### WHAT THE EXERCISE ASKS
Please print the whole CatGPT article below, word for word.

It's "the latest in pawtifurcial intelligence."

CatGPT

Sure, OpenAI's uber-popular AI chatbot ChatGPT is extremely good at spitting out some seriously impressive content, from believable college essays to source code and even real estate listings.

But that kind of AI prowess left Dutch data journalist Wouter van Dijke wanting more. The self-proclaimed "Twitter bot enthusiast" took it upon himself to answer the ultimate question: "what if ChatGPT were a cat?"

"ChatGPT is boring," he wrote on his GitHub. "I want a cat to answer my questions. So I built CatGPT!"

CatGPT, as its name suggests, allows you to ask a "pawtifurcial intelligence" pretty much anything you'd want to ask a real-life cat.

What you get in response is a series of "meows" — since, well, cats can't speak English.

"CatGPT uses a purr-al network and an advanced hairballgorithm to come up with natural-sounding responses," van Dijke wrote in his pun-laden documentation.

Random Meows

The reality, as you might guess, is that the tech isn't particularly advanced.

"Not really though, it just returns random meows," van Dijke admitted.

Of course, that's likely true of actual cats, too.

### SUPPLIED MATERIAL
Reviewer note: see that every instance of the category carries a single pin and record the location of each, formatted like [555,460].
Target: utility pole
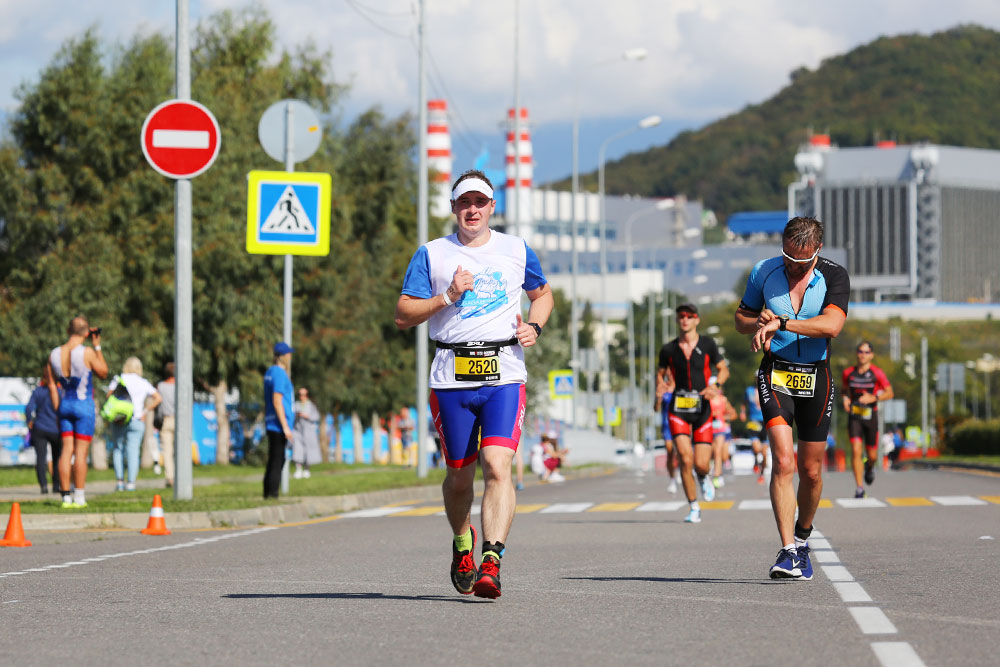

==

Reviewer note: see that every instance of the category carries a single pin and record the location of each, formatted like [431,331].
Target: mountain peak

* * *

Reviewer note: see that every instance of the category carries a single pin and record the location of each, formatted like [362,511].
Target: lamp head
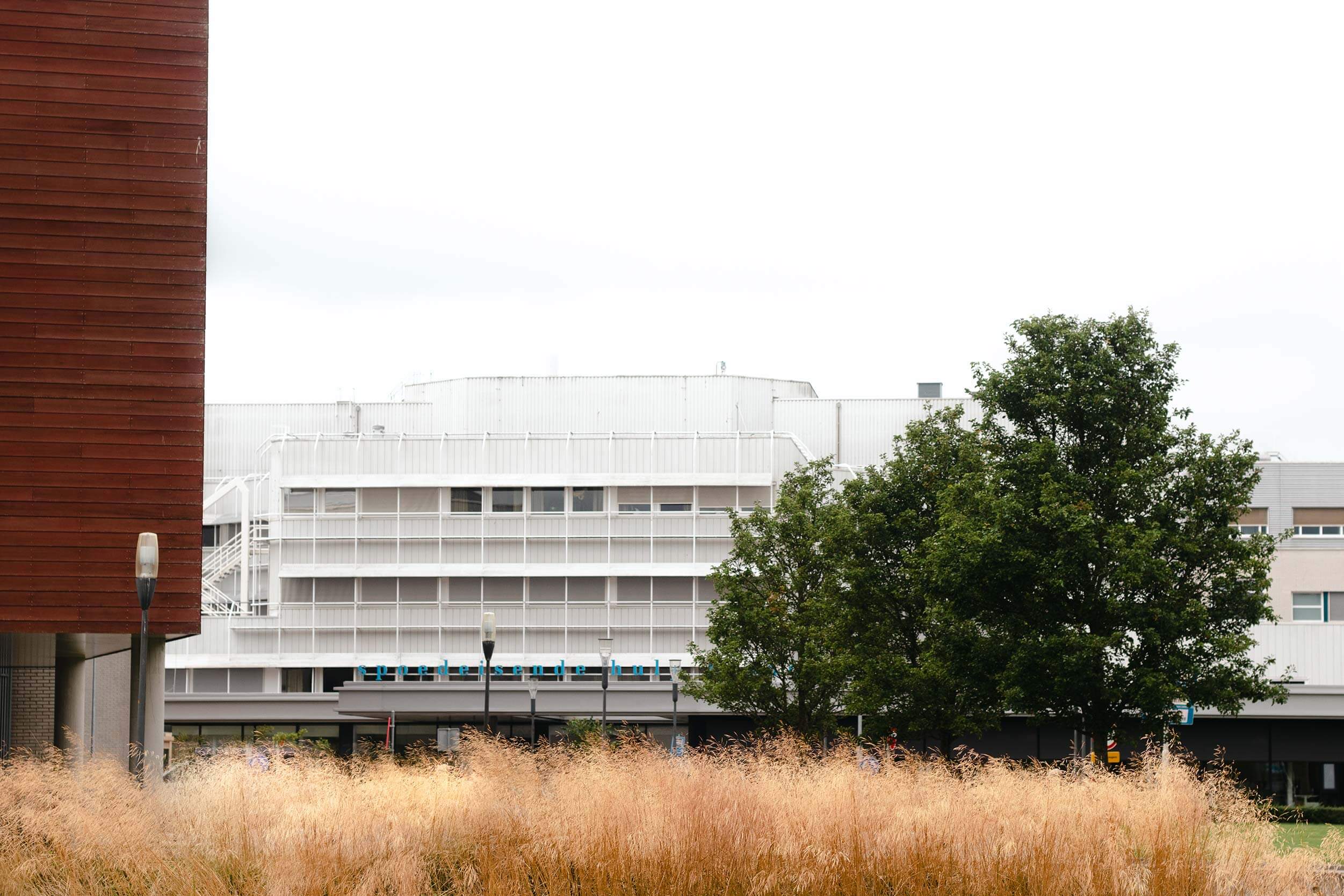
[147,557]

### OUTPUT FOR THIS EXERCISE
It's "the latest in pawtifurcial intelligence."

CatGPT

Sure, OpenAI's uber-popular AI chatbot ChatGPT is extremely good at spitting out some seriously impressive content, from believable college essays to source code and even real estate listings.

But that kind of AI prowess left Dutch data journalist Wouter van Dijke wanting more. The self-proclaimed "Twitter bot enthusiast" took it upon himself to answer the ultimate question: "what if ChatGPT were a cat?"

"ChatGPT is boring," he wrote on his GitHub. "I want a cat to answer my questions. So I built CatGPT!"

CatGPT, as its name suggests, allows you to ask a "pawtifurcial intelligence" pretty much anything you'd want to ask a real-life cat.

What you get in response is a series of "meows" — since, well, cats can't speak English.

"CatGPT uses a purr-al network and an advanced hairballgorithm to come up with natural-sounding responses," van Dijke wrote in his pun-laden documentation.

Random Meows

The reality, as you might guess, is that the tech isn't particularly advanced.

"Not really though, it just returns random meows," van Dijke admitted.

Of course, that's likely true of actual cats, too.